Set task ▸
Swap "divided by one space" for "separated by a single space" everywhere it occurs in the material below, keeping everything else the same. Omit the pictures from your answer.

[Coordinate annotation entries]
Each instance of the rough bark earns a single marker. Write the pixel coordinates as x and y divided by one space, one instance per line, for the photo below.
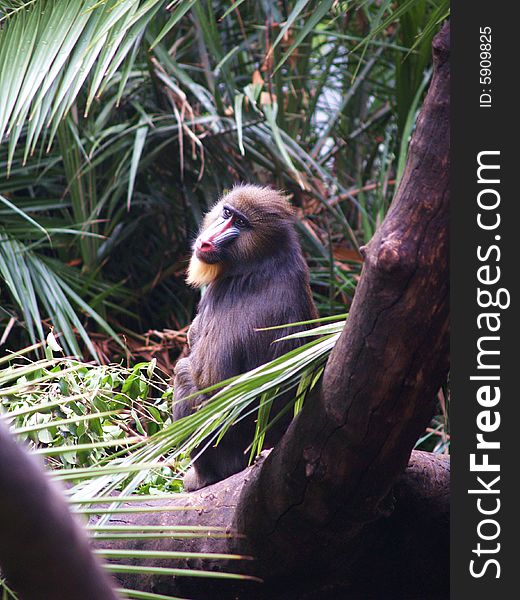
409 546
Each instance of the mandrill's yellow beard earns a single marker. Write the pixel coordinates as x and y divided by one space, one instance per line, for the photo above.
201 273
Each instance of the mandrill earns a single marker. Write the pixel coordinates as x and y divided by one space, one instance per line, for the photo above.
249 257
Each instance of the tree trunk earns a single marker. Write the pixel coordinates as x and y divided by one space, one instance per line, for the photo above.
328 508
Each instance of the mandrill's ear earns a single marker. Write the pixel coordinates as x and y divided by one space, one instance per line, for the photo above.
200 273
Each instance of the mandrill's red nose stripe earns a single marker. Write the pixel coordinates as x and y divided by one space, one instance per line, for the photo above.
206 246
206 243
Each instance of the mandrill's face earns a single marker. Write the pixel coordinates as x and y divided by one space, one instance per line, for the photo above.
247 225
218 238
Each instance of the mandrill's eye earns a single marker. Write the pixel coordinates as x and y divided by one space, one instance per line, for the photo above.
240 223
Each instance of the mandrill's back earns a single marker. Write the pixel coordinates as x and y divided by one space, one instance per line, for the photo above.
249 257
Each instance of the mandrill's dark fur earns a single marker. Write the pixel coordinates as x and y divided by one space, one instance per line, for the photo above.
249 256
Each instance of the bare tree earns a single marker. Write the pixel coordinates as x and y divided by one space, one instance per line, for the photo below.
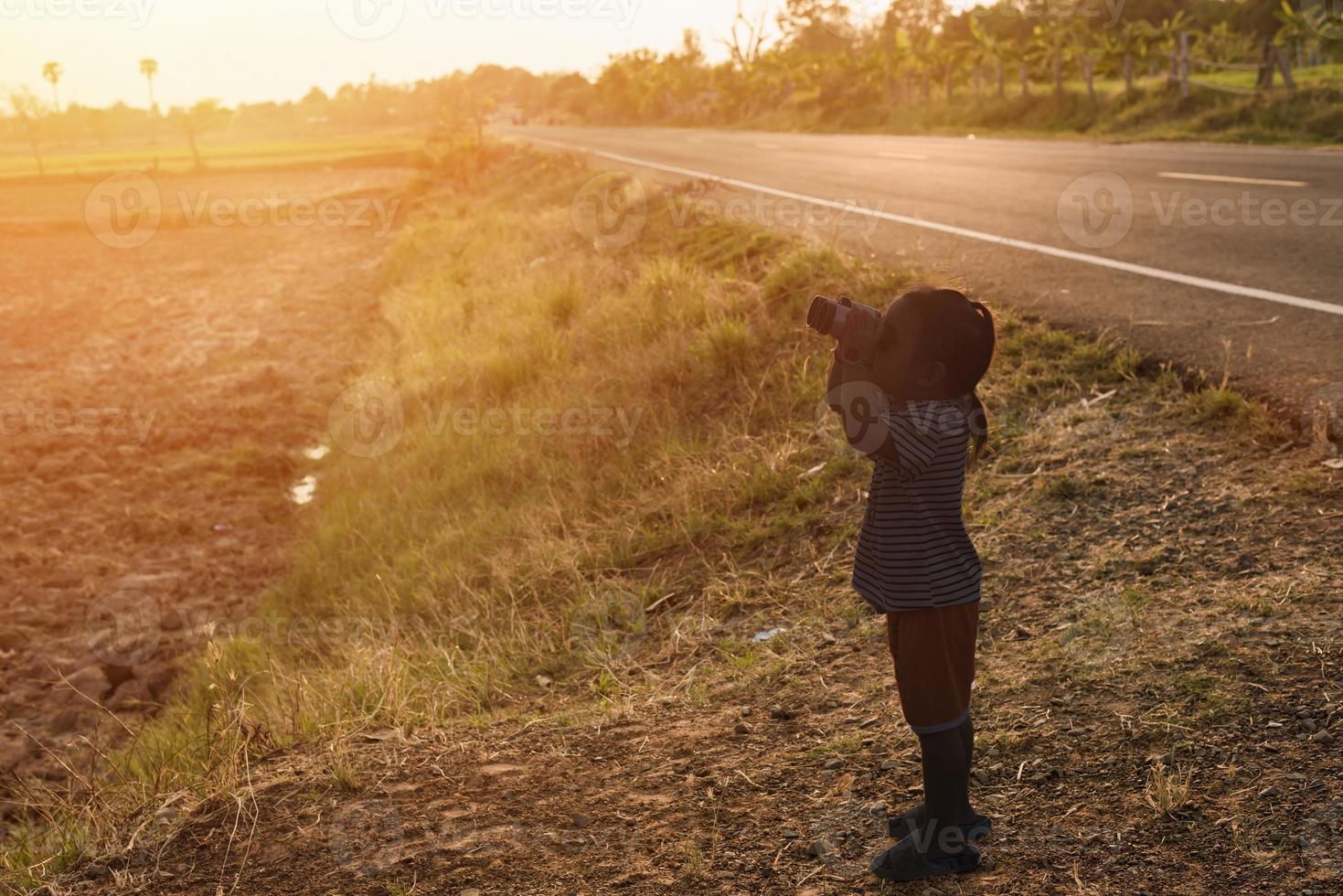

Worked answer ▸
Each instance of the rough bark earns a single marker. Write the pixel coordinates as x and y separated by a single space, one instance per line, for the photo below.
409 546
Each instance of the mandrill's yellow beard earns a single marker. Write the pixel coordinates as x and y separated by a single space, one instance per line, for the photo above.
201 273
Each instance of the mandrill earns a single marker. Write the pixel coordinates as x and y separated by a single space, one instance per line, for the photo above.
249 257
Each instance of the tree trunk earns a single marker. Write the pixel coordinates as x and y separated by a single space, one instance per line, for the photo above.
328 508
Each instance of the mandrill's ear earns a single marker. Write the pixel coordinates as x and y separated by a single space, one instance per line, for the photo above.
200 273
Each instance of the mandrill's red nose stripe earns a single marker. Write the pixel coordinates as x and y separated by a single space, one instance per line, for the photo above.
206 246
206 243
Each instance of the mandrill's face earns a single marker. Write the pixel coordinates as x and y separated by a single space, one instance per line, for the photo above.
247 225
218 238
Each instance of the mandrill's eye earns a single marker. Write the pixel coordinates as x and y separated by a single space, one instance per line, for the photo above.
240 223
Each instance of the mandrill's back earns a single marker. Write the pixel coordinates as x and y separated by a single space, one instance per line, for the photo above.
249 257
Each instance of the mandrill's dark fur earns a single marker. Write the pixel coordinates as x and y separated by a single space, one instance per line, for the photo above.
249 256
Each instance of the bare tree earns a single marker. Write the pixel coordinates as x and y separated by a single space, one instance per line, for the photo below.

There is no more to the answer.